Dataset records about object locations:
--- --- ---
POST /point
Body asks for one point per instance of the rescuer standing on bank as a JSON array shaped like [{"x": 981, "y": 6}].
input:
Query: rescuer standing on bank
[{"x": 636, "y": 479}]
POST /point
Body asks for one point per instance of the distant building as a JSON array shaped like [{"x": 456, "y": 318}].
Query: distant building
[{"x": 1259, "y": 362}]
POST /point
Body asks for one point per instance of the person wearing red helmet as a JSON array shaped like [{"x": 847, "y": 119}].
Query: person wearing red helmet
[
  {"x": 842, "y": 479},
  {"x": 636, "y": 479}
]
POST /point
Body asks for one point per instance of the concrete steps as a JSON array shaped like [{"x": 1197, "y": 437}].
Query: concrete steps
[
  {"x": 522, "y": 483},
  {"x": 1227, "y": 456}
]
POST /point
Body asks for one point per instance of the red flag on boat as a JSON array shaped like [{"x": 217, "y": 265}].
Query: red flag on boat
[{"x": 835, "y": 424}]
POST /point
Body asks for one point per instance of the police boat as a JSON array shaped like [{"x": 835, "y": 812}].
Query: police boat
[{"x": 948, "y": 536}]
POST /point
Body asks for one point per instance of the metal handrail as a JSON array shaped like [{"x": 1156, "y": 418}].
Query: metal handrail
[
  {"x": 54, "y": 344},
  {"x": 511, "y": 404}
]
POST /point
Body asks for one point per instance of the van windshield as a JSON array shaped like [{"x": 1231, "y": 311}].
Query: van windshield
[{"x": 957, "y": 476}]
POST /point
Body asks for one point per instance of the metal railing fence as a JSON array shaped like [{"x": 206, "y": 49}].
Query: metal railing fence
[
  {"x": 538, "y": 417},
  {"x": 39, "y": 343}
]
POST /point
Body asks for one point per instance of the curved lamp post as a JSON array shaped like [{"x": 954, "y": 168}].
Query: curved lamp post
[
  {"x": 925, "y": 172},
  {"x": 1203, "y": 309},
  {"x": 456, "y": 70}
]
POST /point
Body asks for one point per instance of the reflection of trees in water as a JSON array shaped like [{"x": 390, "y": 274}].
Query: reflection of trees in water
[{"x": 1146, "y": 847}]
--- --- ---
> **Your task**: Print every line of the records exactly. Omit nothing.

> **Answer to this problem**:
POST /point
Body asks for one point per instance of the rescuer standing on bank as a JSON array shaped like [{"x": 981, "y": 6}].
input:
Query: rescuer standing on bank
[{"x": 636, "y": 479}]
POST /point
Body asks for one point per instance of the distant building as a JSON array shaped like [{"x": 456, "y": 318}].
Query: distant building
[{"x": 1259, "y": 362}]
POST /point
Body asks for one point per instance of the person wearing red helmet as a JSON array shaped like [{"x": 847, "y": 119}].
Query: person wearing red helmet
[
  {"x": 842, "y": 479},
  {"x": 636, "y": 479}
]
POST /point
Body asks for one point per instance of the concrete steps as a JSON array shaped like [{"x": 1197, "y": 437}].
Query: concrete steps
[
  {"x": 522, "y": 483},
  {"x": 1227, "y": 456}
]
POST /point
Body asks for one point per instance of the red flag on boat as a JSON array shaped like [{"x": 217, "y": 265}].
Query: red flag on boat
[{"x": 835, "y": 424}]
POST /point
Body asks for one point per instance of the police boat as a JSON array shaped like [{"x": 835, "y": 812}].
Query: police boat
[{"x": 948, "y": 536}]
POST /point
Body asks for one point per instance of the metal handrail as a JSON array shaped like [{"x": 1156, "y": 418}].
Query: metal handrail
[
  {"x": 54, "y": 344},
  {"x": 511, "y": 404}
]
POST /point
Body asks for one point per instance of the van windshield as a JSON array shaped like [{"x": 1231, "y": 311}].
Query: van windshield
[{"x": 957, "y": 476}]
POST /point
Body asks for one point per instance of the metal railing fence as a JSON array shaped like [{"x": 206, "y": 49}].
Query: metal railing fence
[
  {"x": 538, "y": 417},
  {"x": 39, "y": 343}
]
POST /point
Body asks for one point per instance of the curved lamp post as a JSON array shaped like [{"x": 954, "y": 168}].
Query: curved lamp post
[
  {"x": 925, "y": 172},
  {"x": 1203, "y": 309},
  {"x": 456, "y": 70}
]
POST /point
Body asks for one point per instance of the reflection of trees in water as a JSON array shaped like [{"x": 390, "y": 274}].
Query: reflection of trees in water
[{"x": 1146, "y": 847}]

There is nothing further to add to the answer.